[Extracted records]
>> BEGIN
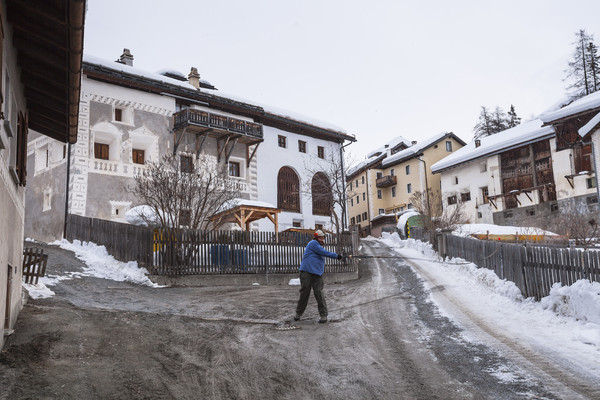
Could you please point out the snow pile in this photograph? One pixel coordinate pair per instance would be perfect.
(100, 264)
(581, 300)
(568, 319)
(482, 229)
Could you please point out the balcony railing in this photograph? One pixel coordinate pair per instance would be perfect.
(205, 119)
(385, 181)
>> END
**Task statement**
Write out every line of the data above again, sentences included. Multiply each pixel coordinate by 1.75 and round it to a whole number, rounding halves up, and leave the pictures out.

**Worked solution**
Could you please point out the snow pile in this photograph? One pixel coordinate pair per instance would be perfect.
(175, 462)
(1017, 525)
(994, 558)
(844, 401)
Could you please point out the balcony railing in this photograph? One pixel coordinate pair per instance would be perfect.
(359, 208)
(674, 317)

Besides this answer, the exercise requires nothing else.